When You're Feeling Small and Insignificant
When I was a little girl, I took piano lessons from an older gentleman who had a calming voice, and serene presence. He was patient, gentle, and kind in his critique and instruction. I still remember him telling me how to position my hands on the piano keys, arched and soft like I was holding a bubble in my hand. With confidence, and the eagerness of a young heart ready to learn, I looked forward my lessons with him. When he retired, the person who attempted to fill his shoes was quite the opposite. She was much younger, somewhat intimidating, critical of my technique, and abrasive in nature. So much so, that made my eight-year-old self feel nervous and insecure. Not all an environment that was conducive to learning.
My love of the piano and desire to learn was dashed the day the new teacher approached my mom after a lesson. For some reason she asked my mom what kind of grades I got in school. The teacher's condescending tone communicated that she didn’t feel I was learning fast enough or that I was even capable of doing well on the piano. As a result, I lost the enthusiasm to play piano, with the conversation causing the curtains to close on that season of my life. As one would anticipate, I never did go back. Who knows the piano player I might have become if I had stuck it out, especially considering the musical talent of my father.
That same little girl followed me into adult life. She shows up periodically, especially in the times when I get caught in the trap of comparing myself to others. When I find myself feeling envious of the way other writers articulate their words, she is there. In the times I wish I had been the one to come up with some clever idea, that little girl comes forward. Or when I find myself wishing that I had the level of commitment like the women I follow on social media: they work out consistently and drink a smoothies every day, and I just can't seem to measure up.

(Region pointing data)

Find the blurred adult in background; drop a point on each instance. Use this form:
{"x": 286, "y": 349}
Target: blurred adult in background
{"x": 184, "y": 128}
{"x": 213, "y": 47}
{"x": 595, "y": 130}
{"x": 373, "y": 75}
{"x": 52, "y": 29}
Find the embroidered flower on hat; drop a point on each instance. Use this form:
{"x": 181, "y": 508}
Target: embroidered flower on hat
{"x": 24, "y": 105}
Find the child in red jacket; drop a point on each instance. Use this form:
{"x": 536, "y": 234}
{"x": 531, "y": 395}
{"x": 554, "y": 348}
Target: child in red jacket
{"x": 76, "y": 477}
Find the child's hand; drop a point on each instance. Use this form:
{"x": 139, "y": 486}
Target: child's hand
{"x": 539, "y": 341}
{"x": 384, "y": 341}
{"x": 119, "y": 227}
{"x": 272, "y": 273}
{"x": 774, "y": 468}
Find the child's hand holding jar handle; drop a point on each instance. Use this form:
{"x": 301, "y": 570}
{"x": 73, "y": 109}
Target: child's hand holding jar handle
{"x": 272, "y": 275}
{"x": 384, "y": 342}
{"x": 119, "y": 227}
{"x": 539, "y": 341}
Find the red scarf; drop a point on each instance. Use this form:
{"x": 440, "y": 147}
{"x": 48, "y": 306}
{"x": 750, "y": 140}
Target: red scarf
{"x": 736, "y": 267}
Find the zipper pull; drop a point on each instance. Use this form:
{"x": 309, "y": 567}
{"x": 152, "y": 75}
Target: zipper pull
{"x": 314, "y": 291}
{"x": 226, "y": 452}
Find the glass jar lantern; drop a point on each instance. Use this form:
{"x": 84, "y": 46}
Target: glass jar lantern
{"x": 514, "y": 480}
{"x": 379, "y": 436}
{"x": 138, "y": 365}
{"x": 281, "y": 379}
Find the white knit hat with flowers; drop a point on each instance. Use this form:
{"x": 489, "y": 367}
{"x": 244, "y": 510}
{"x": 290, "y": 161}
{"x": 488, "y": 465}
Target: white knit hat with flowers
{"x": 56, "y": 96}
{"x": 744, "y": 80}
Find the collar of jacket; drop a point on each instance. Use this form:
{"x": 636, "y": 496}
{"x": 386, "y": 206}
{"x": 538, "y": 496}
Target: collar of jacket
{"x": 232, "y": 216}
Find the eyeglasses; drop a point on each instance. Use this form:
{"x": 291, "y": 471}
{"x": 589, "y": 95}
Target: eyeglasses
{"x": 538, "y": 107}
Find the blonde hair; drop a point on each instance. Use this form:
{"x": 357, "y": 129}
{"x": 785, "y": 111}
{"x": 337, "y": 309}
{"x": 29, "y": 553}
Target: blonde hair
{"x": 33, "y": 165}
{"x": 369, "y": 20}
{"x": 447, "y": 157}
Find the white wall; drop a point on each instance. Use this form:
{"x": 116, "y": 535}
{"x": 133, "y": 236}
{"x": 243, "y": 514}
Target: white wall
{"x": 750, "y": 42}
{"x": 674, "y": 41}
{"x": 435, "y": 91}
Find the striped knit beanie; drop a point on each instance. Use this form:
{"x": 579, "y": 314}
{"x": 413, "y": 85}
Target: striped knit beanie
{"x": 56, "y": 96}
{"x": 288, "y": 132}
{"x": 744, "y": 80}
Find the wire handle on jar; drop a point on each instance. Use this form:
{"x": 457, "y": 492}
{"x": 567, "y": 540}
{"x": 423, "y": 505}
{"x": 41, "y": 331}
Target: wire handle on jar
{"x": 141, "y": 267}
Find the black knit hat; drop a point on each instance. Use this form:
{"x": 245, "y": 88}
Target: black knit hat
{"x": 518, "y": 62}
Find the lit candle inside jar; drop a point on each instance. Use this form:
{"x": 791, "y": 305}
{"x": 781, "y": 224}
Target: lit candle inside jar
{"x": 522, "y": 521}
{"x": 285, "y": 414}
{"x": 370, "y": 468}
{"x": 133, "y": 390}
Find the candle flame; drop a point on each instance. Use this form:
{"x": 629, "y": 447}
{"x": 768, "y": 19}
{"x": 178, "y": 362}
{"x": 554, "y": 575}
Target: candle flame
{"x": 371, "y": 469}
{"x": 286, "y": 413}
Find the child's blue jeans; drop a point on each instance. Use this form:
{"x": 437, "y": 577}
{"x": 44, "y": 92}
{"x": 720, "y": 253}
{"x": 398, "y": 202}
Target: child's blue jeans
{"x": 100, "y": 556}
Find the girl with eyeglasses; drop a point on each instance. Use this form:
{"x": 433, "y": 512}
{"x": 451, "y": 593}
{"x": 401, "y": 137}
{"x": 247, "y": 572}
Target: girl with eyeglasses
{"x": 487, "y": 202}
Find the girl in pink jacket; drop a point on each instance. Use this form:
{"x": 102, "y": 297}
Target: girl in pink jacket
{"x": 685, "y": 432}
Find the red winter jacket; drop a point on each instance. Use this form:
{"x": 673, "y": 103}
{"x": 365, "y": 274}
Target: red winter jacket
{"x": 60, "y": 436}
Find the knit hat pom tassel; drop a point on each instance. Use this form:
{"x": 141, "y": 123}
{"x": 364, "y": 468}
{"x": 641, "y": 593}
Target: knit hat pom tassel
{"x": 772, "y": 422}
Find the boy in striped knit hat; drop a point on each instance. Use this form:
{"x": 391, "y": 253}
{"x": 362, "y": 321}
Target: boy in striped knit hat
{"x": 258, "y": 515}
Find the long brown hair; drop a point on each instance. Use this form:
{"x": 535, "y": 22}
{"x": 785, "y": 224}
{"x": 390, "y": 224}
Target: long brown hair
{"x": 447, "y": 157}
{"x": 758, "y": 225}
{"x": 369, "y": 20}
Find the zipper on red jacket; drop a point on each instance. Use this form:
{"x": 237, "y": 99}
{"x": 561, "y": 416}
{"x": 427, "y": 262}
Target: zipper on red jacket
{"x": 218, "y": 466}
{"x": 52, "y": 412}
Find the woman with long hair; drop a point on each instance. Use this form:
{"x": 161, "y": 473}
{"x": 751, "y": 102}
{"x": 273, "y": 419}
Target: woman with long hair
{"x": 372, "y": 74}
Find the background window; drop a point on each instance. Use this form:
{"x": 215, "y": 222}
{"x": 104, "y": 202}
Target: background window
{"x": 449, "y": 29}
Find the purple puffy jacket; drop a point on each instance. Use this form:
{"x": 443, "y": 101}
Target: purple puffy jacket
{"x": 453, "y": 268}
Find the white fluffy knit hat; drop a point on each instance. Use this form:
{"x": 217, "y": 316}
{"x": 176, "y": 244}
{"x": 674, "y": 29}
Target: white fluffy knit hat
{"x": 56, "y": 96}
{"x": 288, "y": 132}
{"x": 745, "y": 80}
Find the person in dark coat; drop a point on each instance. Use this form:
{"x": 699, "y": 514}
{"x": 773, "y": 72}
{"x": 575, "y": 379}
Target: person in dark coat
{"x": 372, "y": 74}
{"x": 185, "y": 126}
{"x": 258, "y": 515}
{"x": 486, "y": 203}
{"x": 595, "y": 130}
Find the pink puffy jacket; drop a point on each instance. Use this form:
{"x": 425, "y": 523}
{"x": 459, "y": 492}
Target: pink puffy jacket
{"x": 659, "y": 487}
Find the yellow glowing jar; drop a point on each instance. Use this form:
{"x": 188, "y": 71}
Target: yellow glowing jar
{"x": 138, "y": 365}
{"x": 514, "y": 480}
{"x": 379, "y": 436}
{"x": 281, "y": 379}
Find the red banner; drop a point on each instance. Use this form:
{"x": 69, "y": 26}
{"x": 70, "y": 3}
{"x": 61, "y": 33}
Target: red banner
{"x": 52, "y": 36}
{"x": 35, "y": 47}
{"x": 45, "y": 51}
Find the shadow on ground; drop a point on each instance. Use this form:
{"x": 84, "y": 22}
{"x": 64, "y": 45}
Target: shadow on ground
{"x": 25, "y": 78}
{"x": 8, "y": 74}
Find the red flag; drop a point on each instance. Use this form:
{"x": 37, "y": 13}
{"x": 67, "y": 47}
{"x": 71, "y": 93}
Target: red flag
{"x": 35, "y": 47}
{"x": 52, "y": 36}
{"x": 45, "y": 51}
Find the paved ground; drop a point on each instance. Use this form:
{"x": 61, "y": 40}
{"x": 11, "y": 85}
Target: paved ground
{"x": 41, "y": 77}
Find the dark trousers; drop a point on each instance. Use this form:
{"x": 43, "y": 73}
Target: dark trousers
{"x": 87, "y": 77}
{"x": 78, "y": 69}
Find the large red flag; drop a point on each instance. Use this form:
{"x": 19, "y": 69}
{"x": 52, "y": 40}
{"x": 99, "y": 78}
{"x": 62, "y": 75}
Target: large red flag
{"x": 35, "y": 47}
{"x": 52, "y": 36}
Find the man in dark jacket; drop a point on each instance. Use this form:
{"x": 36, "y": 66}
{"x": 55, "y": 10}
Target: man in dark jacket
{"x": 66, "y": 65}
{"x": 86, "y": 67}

YOUR OBJECTIVE ::
Decide whether each statement agrees with the essay about feeling small, answering yes or no and quoting the words from the essay that settle it: 1. The first piano teacher was younger than the person who replaced him. 2. The new teacher asked the writer's mom about grades in school. 3. The writer eventually returned to piano lessons. The items are separate material and have no connection to the essay.

YOUR RESPONSE ::
1. No: "She was much younger"
2. Yes: "For some reason she asked my mom what kind of grades I got in school."
3. No: "As one would anticipate, I never did go back."